■ RECORDS FOR THE TASK ■
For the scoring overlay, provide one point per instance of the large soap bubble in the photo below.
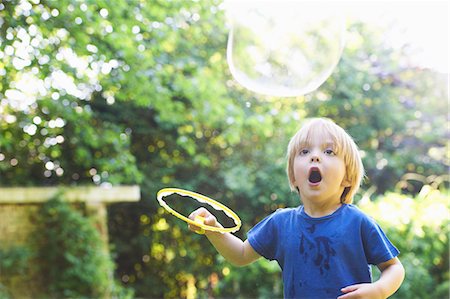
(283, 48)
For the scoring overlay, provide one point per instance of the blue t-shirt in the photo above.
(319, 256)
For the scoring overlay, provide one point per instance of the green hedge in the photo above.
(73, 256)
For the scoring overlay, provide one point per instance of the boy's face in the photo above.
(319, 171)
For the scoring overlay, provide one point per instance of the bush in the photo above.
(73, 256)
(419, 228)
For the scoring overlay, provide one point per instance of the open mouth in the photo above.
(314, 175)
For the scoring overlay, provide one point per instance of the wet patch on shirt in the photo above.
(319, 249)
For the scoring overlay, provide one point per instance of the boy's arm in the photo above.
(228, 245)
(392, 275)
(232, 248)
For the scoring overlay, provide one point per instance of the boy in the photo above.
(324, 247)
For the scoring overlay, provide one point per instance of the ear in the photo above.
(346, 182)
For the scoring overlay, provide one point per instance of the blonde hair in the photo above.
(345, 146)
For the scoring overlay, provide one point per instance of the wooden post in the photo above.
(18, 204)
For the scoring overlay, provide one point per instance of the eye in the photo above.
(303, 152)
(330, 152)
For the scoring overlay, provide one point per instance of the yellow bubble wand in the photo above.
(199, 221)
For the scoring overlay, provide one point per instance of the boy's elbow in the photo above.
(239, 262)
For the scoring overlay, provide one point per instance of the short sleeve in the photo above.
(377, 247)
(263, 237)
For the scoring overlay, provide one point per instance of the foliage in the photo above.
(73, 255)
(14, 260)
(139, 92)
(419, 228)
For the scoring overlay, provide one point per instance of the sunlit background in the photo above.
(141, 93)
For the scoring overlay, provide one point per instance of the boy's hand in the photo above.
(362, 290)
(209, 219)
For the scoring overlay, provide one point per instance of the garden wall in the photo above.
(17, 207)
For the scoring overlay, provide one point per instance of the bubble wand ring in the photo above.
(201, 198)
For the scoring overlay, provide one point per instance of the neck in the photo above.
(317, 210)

■ YOUR OBJECTIVE ■
Reproduce all of the records above word for word, leaving out the pictures.

■ WRITTEN ANSWER ■
For the scoring overlay, provide one point per instance of the large soap bubble in the photo below.
(283, 48)
For the scoring overlay, provide one point per instance of the blue t-shirt in the photo above.
(319, 256)
For the scoring overlay, provide one point per instance of the green hedge in the photo above.
(73, 256)
For the scoring overlay, provide one point per instance of the boy's face in the photo above.
(319, 171)
For the scoring overlay, provide one point per instance of the bush in the photo above.
(73, 256)
(419, 228)
For the scoring overlay, provide one point per instance of the open mouth in the photo above.
(314, 175)
For the scoring overlay, provide one point per instance of the wet patch on shirt in the photo above.
(319, 249)
For the scoring overlay, provide one point per instance of the boy's arm in the photo above.
(228, 245)
(392, 275)
(232, 248)
For the scoring overlay, provide one point per instance of the boy in the photo above.
(324, 247)
For the scoring overlay, provide one point per instance of the ear in the photo above.
(346, 182)
For the scoring overlay, provide one point per instance of the blonde hair in the photo above.
(345, 146)
For the scoring overlay, provide one point per instance of the wooden post in the photo above.
(18, 204)
For the scoring overlay, provide one point per instance of the eye in the photo above.
(303, 152)
(330, 152)
For the scoring overlay, provide one point per instance of the yellow bubble wand in the photo above.
(199, 221)
For the scoring overlay, provide one point per instance of the boy's elbow in the photo above.
(239, 262)
For the scoring overlay, provide one point per instance of the short sleeve in the photo above.
(377, 247)
(263, 237)
For the scoring overlay, provide one point per instance of the foliage in the photo above.
(73, 255)
(14, 260)
(139, 92)
(419, 228)
For the scoring overlay, provide one point per instance of the sunlit background in the photo above.
(141, 93)
For the scoring overlay, provide one point per instance of the boy's hand in the photo above.
(362, 290)
(209, 219)
For the scoring overlay, provide one point per instance of the garden wall in the photo above.
(17, 207)
For the scoring overlay, provide one point per instance of the bubble wand ring in the photo above.
(201, 198)
For the scoring overlay, provide one point per instance of the neck in the photo above.
(317, 210)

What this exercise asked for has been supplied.